■ Tâche à réaliser
D'après l'extrait cité, dans quelle ville se tient le procès de Michael Sang Correa ?

■ Extrait cité
===

Dans le procès du Gambien Michael Sang Correa qui se tient à Denver, aux États-Unis, l’accusation a commencé à diffuser, ce jeudi 10 avril 2025, l’enregistrement audio d’un entretien avec des agents fédéraux peu de temps après son arrestation et sa mise en détention. Dans cet enregistrement, Correa admet avoir fait partie des Junglers - une équipe de tueurs opérant sous l’autorité de l’ancien président de la Gambie, Yahya Jammeh - et avoir participé à des arrestations après le coup d’État manqué de mars 2006.
« Je suis désolé... si je pouvais revenir en arrière... je suis désolé. Ai-je pris du plaisir à cela ? C’est malheureux. Y aurais-je mis fin si j’en avais eu le pouvoir ? Oui, je l’aurais fait. Ai-je vu certains de mes collègues torturer des gens ? Oui. Mais je n’y ai jamais participé. Ai-je tué des gens ? Jamais », a déclaré l’accusé, en bégayant, à des agents fédéraux américains en septembre 2019.

===

■ Liste des données
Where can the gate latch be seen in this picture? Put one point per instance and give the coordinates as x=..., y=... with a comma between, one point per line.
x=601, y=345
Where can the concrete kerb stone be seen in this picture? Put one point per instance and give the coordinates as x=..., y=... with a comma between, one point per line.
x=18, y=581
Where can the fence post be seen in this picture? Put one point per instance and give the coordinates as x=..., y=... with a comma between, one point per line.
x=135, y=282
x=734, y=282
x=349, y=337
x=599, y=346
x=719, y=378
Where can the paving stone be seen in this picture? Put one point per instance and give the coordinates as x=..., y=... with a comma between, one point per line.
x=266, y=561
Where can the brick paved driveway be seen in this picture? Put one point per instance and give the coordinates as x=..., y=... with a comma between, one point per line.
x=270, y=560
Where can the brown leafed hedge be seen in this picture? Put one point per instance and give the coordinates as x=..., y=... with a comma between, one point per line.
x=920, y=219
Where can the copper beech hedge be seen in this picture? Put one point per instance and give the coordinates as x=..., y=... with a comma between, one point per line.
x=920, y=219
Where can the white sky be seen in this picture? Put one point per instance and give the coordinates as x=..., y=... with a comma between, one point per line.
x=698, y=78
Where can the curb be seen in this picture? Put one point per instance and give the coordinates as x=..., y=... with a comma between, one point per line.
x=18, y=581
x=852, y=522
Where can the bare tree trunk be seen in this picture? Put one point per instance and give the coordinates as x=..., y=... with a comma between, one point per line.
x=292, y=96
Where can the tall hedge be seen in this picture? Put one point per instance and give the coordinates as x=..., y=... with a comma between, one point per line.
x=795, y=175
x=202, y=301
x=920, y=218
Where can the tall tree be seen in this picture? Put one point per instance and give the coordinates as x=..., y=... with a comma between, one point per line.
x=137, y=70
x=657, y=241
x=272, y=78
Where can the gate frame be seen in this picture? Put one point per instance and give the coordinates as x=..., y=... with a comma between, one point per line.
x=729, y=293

===

■ Réponse attendue
À Denver, aux États-Unis.